> **Goal**: Show each line of the records below that contains the word "array", copying every such line in full.
★ ★ ★ ★
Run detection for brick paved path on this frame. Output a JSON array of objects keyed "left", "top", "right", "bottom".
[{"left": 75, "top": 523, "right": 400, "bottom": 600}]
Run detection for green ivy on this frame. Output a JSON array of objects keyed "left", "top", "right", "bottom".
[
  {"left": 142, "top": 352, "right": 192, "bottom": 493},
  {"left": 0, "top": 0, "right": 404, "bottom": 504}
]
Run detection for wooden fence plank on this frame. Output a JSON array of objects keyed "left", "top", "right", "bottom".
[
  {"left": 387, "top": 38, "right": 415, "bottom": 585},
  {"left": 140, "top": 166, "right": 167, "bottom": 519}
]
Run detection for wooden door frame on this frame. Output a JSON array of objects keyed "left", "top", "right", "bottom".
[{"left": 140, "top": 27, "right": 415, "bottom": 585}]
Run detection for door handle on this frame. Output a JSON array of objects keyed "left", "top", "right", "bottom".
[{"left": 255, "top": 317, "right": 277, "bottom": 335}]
★ ★ ★ ★
> **Task output**:
Run detection for brick paved path on this frame. Output a JSON array of objects keyed "left", "top", "right", "bottom".
Run detection for green ivy on this frame. Output a JSON array of objects keyed "left", "top", "right", "bottom".
Run detection for wooden fence plank on this frame. Output a JSON array of objects keyed "left", "top", "right", "bottom".
Run detection for wooden door frame on this frame. Output a JSON array of objects keyed "left", "top", "right", "bottom".
Run detection for door handle on this frame. Output a JSON array of objects keyed "left", "top", "right", "bottom".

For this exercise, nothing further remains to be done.